Problem to solve -
Continue the news article about medical costs for college athletes after Kevin Ware's injury, starting after its last sentence.

Document excerpt -

────

April 6, 2013— -- When Kevin Ware crumpled to the floor with a compound fracture during the widely watched NCAA men's basketball tournament, his gruesome injury brought attention to a long-simmering debate about how college athletes, even in elite money-making programs, are vulnerable to incurring healthcare costs that can haunt them long after they graduate.
"When you watch Kevin Ware, after you're done cringing, you think, What's going to happen to this guy?" said Ramogi Huma, president of the National College Players Association, an advocacy group for college athletes.
Huma says many people watching the game don't realize players aren't guaranteed that all of their medical costs will be covered. And even if they are initially covered, students can later lose their athletic scholarships, and if they then leave the school they would also lose that health care insurance.
"People are surprised [the University of Louisville] could have opted to leave him with medical expenses and leave him off the team," said Huma. "The fact that they have that option is outrageous."
According to University of Louisville spokesperson Kenny Klein, all of Ware's healthcare costs are currently covered through either healthcare provided by the university or through primary coverage, such as a parent's health plan, although Klein did not have specifics of Ware's plan. Klein also said that Ware was not in any danger of losing his scholarship due to his injury. He could not comment on who would cover Ware's healthcare costs related to the injury after he graduated .

────

Source material -
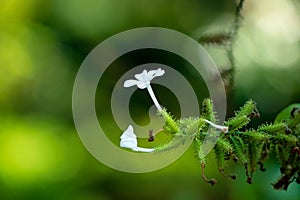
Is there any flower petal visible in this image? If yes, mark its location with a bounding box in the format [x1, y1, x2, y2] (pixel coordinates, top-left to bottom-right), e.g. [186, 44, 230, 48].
[134, 70, 149, 82]
[137, 81, 150, 89]
[123, 80, 139, 87]
[153, 68, 165, 77]
[120, 125, 137, 149]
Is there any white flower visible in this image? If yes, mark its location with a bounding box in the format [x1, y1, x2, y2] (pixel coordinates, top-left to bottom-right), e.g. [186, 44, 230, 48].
[120, 125, 154, 153]
[124, 68, 165, 89]
[124, 68, 165, 111]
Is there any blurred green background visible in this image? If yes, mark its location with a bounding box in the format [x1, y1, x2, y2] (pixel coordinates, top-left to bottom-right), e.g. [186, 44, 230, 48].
[0, 0, 300, 200]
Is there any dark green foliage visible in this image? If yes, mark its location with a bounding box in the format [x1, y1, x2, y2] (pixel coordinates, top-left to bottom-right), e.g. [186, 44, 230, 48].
[156, 99, 300, 190]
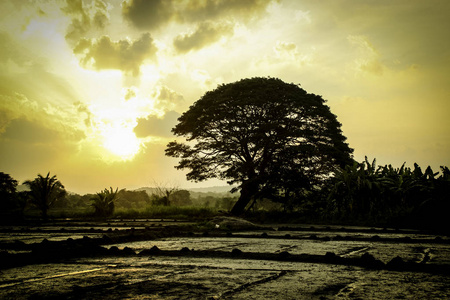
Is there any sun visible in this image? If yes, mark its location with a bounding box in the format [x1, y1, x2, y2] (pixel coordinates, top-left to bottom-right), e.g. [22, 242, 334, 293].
[103, 127, 140, 160]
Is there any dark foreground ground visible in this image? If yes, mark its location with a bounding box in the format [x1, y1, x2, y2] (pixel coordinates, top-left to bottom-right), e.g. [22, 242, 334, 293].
[0, 218, 450, 299]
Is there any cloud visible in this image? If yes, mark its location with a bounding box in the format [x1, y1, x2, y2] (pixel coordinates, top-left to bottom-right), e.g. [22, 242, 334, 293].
[123, 87, 136, 101]
[1, 117, 59, 144]
[134, 111, 180, 138]
[152, 86, 184, 109]
[173, 22, 233, 53]
[74, 33, 158, 76]
[61, 0, 109, 42]
[74, 101, 92, 127]
[122, 0, 175, 30]
[122, 0, 275, 53]
[179, 0, 276, 22]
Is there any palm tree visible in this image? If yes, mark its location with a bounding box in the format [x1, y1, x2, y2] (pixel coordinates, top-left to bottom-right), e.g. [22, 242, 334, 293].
[91, 187, 119, 217]
[24, 172, 66, 220]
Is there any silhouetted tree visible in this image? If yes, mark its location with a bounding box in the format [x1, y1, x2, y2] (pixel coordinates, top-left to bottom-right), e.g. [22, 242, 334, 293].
[0, 172, 18, 214]
[170, 190, 192, 206]
[166, 78, 353, 214]
[24, 172, 66, 220]
[151, 181, 179, 206]
[91, 187, 119, 218]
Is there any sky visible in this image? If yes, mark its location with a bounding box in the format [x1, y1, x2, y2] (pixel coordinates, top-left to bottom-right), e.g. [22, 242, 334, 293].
[0, 0, 450, 194]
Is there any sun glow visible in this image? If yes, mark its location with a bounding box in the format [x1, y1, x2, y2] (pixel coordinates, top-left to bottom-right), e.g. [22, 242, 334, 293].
[103, 127, 140, 160]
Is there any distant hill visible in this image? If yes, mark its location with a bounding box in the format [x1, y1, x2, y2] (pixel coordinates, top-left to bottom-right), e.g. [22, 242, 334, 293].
[135, 185, 236, 197]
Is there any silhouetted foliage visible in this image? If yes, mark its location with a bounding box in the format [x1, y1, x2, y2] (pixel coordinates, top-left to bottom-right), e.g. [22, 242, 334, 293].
[0, 172, 17, 212]
[166, 78, 353, 214]
[24, 172, 66, 220]
[170, 190, 192, 206]
[328, 157, 450, 226]
[115, 189, 151, 209]
[91, 187, 118, 218]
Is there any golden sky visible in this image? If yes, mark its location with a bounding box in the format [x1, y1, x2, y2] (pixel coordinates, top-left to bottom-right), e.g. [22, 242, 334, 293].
[0, 0, 450, 193]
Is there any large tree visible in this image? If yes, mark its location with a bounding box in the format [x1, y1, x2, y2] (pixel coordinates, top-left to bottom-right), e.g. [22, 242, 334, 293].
[166, 78, 353, 214]
[24, 172, 66, 219]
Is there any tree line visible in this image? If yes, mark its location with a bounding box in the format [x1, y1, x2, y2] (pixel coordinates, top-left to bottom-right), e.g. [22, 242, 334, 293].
[2, 77, 450, 230]
[0, 172, 235, 220]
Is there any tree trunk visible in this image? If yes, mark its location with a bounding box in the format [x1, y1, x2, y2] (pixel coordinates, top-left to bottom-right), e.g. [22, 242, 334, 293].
[231, 182, 258, 216]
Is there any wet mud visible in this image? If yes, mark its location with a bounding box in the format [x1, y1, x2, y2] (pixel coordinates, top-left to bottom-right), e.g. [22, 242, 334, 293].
[0, 221, 450, 299]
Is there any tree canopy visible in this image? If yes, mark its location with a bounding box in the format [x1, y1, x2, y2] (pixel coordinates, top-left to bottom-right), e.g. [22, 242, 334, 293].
[166, 77, 353, 214]
[24, 172, 66, 219]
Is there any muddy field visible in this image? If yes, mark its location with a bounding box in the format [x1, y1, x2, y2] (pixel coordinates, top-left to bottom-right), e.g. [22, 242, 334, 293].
[0, 219, 450, 299]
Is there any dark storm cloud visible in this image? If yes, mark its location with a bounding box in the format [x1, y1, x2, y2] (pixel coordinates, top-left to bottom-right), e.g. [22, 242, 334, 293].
[173, 22, 233, 53]
[74, 101, 92, 127]
[122, 0, 273, 30]
[74, 33, 157, 76]
[134, 111, 180, 138]
[1, 118, 59, 144]
[179, 0, 276, 22]
[122, 0, 175, 30]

────

Result of this task -
Dr. Robert Gotlin, director of Orthopedics and Sports Rehabilitation Program at Beth Israel Hospial in New York, says that Ware's injury is not as catastrophic as it appears.
"He's young and if indeed there is no underlying bone or metabolic issue … then this should [likely] heal fine," said Gotlin, who has not worked with Ware.
The NCAA requires that players have healthcare coverage to cover athletic-related injuries but it does not specify the degree to which they must be covered for other conditions. During NCAA championships, players who are injured and incur more than $90,000 in healthcare expenses will be covered by the NCAA's catastrophic coverage. That coverage will continue for 24 months or until the student returns to play.
According to the NCAA, nearly all Division I schools provide coverage to their athletes and approximately 75 percent of Division II and Division III schools do so. Schools cannot revoke a scholarship based on injury or illness, but many have players on one-year, renewable scholarships that the schools can opt to not renew.
In 2010 Joseph Agnew sued the NCAA in an anti-trust suit over the one-year renewable scholarships. Agnew claimed that after undergoing shoulder and ankle surgery, his athletic scholarship at Rice University was not renewed for his senior year. Agnew had to cover the costs of his senior year, according to the suit.
David Dranove, health management professor at Northwestern's Kellogg School of Management, says the NCAA should acknowledge that college athletes need more than just the basic coverage available to other students.
Currently Dranove says NCAA athletes can only enroll in school health care plans offered to other students, even if the student athletes are at a higher risk for injuries that can require long term or expensive treatments.
Schools also have the option to pay medical bills related to an athlete's sport-related injury.
"[They] should provide whatever level of insurance [students need] and extend coverage past school," said Dranove. "Right now those costs are being borne by student athletes."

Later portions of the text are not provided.